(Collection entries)
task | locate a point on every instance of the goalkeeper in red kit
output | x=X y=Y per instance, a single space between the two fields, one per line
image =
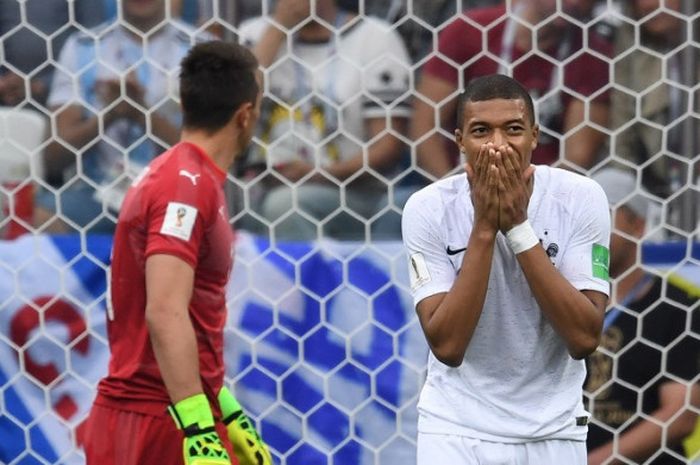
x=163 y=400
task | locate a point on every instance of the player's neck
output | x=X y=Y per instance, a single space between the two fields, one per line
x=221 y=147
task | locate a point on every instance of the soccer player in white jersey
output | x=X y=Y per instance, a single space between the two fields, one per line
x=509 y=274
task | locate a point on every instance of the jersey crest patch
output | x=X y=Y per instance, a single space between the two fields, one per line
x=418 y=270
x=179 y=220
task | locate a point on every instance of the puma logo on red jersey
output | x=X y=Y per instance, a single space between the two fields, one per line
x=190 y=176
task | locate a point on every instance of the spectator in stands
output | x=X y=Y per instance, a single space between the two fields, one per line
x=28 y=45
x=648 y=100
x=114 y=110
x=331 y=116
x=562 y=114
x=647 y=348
...
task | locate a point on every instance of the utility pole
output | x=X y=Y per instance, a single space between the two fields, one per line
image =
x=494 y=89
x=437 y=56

--- Work to be completed ---
Which lines in the collection entries above contain the word "every"? Show each of those lines.

--- Result of this task ---
task | locate a point on every instance of the goalkeeper in red kit
task | locate a point on every instance of the player's neck
task | locate a point on every instance of the soccer player in white jersey
task | locate a point on every instance of the jersey crest patch
task | locate a point on every instance of the puma logo on red jersey
task | locate a point on every instance of the spectator in stands
task | locate a point on every instance of the utility pole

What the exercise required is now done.